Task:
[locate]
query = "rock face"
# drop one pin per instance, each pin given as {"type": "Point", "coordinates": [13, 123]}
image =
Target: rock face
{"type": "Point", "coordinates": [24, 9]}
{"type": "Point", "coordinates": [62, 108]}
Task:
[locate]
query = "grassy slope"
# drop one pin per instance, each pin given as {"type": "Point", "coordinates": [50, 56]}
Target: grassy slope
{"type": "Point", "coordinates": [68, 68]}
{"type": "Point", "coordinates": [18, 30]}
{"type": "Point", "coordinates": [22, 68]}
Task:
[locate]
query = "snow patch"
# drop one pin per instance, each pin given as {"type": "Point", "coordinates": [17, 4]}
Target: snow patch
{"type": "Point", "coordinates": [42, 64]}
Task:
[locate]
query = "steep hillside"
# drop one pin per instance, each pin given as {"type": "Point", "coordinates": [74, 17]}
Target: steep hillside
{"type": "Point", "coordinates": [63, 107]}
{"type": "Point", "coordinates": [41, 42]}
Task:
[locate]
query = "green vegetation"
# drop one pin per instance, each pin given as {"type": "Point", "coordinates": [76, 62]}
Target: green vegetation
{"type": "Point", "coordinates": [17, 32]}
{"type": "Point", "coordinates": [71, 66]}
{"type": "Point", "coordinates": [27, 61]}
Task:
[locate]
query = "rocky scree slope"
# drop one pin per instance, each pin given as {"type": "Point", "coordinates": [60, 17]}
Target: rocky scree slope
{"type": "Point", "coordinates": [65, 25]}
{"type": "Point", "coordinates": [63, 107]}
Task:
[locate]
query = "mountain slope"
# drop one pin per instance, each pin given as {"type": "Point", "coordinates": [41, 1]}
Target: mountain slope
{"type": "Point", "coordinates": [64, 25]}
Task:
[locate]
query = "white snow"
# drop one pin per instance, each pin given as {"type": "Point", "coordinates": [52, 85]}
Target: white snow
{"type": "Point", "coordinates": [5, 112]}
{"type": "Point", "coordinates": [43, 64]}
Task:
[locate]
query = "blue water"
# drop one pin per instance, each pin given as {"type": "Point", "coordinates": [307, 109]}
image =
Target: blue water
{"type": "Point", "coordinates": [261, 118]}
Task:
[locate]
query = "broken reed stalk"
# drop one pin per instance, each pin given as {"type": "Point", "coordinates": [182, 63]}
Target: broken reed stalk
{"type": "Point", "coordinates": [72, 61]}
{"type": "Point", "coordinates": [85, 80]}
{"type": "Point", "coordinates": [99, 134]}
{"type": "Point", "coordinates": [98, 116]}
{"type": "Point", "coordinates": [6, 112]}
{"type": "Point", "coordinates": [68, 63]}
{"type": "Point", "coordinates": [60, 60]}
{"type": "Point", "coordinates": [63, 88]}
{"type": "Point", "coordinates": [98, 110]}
▬▬▬▬▬▬
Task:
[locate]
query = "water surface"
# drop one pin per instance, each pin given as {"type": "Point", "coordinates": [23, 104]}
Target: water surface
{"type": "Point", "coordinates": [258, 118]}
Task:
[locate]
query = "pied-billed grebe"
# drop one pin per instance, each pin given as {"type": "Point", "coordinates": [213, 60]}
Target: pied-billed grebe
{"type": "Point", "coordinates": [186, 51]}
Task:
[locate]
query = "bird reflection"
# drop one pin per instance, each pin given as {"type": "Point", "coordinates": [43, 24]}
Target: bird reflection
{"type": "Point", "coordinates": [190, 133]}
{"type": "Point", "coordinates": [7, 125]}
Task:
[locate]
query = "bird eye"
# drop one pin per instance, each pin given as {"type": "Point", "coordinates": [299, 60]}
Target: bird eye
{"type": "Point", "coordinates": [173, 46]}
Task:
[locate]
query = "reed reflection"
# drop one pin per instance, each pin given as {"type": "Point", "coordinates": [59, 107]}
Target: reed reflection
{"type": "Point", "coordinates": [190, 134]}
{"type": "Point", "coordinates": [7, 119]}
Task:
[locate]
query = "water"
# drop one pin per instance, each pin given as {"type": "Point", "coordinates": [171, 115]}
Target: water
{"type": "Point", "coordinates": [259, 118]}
▬▬▬▬▬▬
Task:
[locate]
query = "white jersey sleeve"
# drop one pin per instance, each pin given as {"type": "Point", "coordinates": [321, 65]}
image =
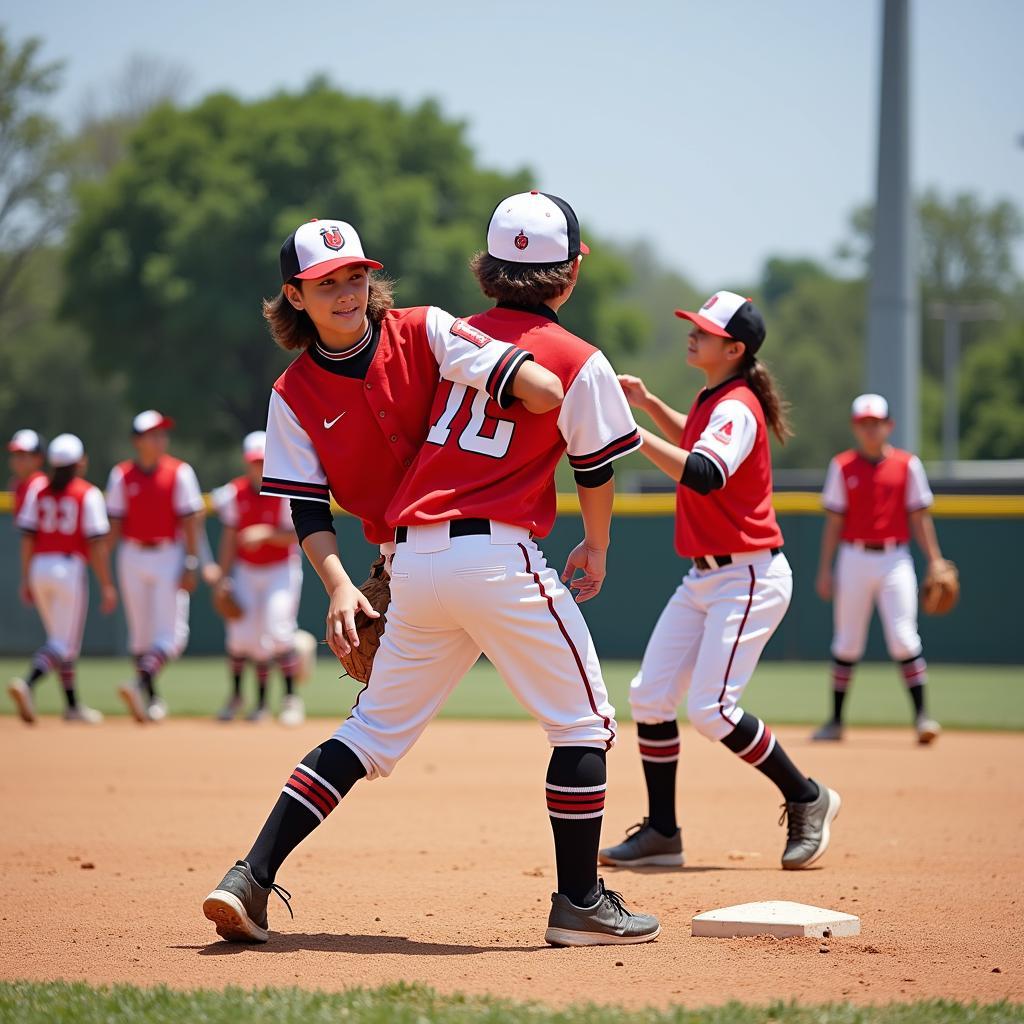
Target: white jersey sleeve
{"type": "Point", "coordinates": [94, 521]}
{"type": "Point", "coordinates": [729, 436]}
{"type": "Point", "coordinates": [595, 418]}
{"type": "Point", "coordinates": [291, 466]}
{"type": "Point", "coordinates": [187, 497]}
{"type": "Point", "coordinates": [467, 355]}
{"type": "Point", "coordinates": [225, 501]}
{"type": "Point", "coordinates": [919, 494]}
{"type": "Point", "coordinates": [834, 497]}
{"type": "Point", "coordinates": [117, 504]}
▬▬▬▬▬▬
• Required work
Pick out every line of the rows above that contains the word "broken" and copy each one in full. Case counts.

• Task solution
query = "broken reed stalk"
Target: broken reed stalk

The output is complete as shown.